### [Given exercise]
Copy the material below word for word, keeping every line in its original order and form.

------------------------------------

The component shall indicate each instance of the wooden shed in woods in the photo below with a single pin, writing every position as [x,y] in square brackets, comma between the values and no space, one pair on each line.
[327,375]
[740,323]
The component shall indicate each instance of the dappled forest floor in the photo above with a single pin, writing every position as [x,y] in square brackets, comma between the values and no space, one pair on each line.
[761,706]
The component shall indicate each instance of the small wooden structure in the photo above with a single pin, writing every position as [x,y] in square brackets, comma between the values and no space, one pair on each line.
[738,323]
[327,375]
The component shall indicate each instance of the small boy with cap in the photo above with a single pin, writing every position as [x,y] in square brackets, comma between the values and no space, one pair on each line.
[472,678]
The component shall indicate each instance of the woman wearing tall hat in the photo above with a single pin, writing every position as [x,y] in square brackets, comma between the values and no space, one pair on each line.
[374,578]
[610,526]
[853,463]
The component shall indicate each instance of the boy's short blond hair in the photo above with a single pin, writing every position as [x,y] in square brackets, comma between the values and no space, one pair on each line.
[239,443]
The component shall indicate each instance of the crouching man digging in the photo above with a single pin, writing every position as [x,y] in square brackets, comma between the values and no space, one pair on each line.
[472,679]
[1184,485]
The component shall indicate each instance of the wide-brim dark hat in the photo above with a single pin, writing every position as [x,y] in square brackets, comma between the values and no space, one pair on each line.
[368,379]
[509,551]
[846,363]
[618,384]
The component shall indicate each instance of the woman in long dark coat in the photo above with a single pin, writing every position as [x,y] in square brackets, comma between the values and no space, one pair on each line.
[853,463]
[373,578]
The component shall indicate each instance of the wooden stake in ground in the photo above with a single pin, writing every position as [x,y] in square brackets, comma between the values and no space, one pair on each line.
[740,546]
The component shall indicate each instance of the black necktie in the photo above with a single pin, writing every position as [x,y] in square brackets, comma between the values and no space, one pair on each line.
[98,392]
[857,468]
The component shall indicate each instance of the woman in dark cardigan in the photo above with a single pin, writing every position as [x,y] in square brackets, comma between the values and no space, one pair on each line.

------------------------------------

### [Solution]
The component shall indicate each instance of the wooden shed in woods in the photo below with a single pin, writing every position as [x,y] in square brackets, comma between the values and no space, one pair on each line.
[327,375]
[740,323]
The component shall indicate each instance of the dappled forest floor in the photo above with a single pin, writing every position as [x,y] in square brackets, comma between the values and no space, one pair on each line.
[761,706]
The component shall indicate each instance of the small wooden structure in the photo above with a single pin, writing every position as [x,y] in square brackets, comma between the values and no space, one pair on each line.
[738,323]
[327,375]
The component shall indicate each instance of the small boy with cap in the photo above with a single pin, writing every position as [x,y] in square brackets, comma between the values and no space, one pair on each line.
[472,678]
The component shall indicate each instance of the woman wearing tall hat in the photo above with a single pin, writing every position as [x,y] in square brackets, comma between the values and no space, one pair on each line.
[374,578]
[610,526]
[853,463]
The component shall indicate each instance of the boy's short blond hair in the photo above with a single pin, writing every position as [x,y] in square brackets, comma between the values and no space, one pair on each line.
[239,443]
The component shall indicate each instance of the crouching man digging in the photo above with a single pin, writing every position as [x,y] in square brackets, comma between the values and no space, one pair on each line.
[472,679]
[1184,485]
The component shall indicate each instance of the wide-brim dark hat in the photo above with a single pin, writing every position as [x,y] in square brackets, comma between the values and no space, one pair on each line.
[368,379]
[509,551]
[846,363]
[618,384]
The component shall indicate each instance of the woman in long dark coat in the photo above with a single pin, writing every position as [x,y] in square brackets, comma between the values and no space, one pair on each line.
[853,463]
[373,578]
The component shall indicate each instance of the wooden stake in ground in the photo above with a single pin, writing every position as [x,y] in square brackets, comma between the values and no space, one pair on each line.
[740,546]
The component shall indicate each instance of the black necktie in the photo above with a single pin, writing every position as [x,y] in square brackets, comma between the values and no space, one pair on each line.
[98,392]
[857,468]
The component shall indicate each instance of the woman in dark cardigan in the photo above with a single pin, writing every position as [x,y] in square brackets, comma between the values and no space, one pair on each line.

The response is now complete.